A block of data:
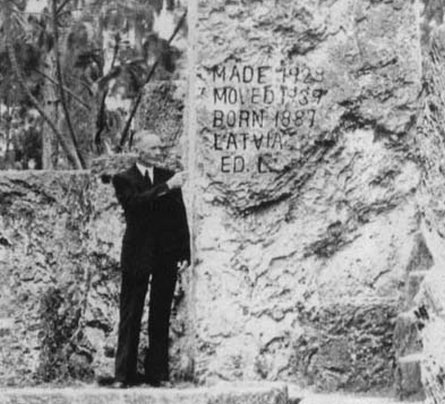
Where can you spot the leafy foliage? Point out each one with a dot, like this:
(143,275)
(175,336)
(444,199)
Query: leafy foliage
(106,51)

REQUIRED WORK -
Output the data above as a Markdown table with the columns Row and Line, giving each nonblank line its own numbered row. Leave the pictures out.

THE SOLUTION -
| Row | Line |
|---|---|
| 1 | Where can you spot the leafy foliage? Point out each one with a dot, like this: |
| 2 | (143,275) |
| 3 | (175,336) |
| 4 | (444,199) |
| 5 | Query: leafy foliage |
| 6 | (106,51) |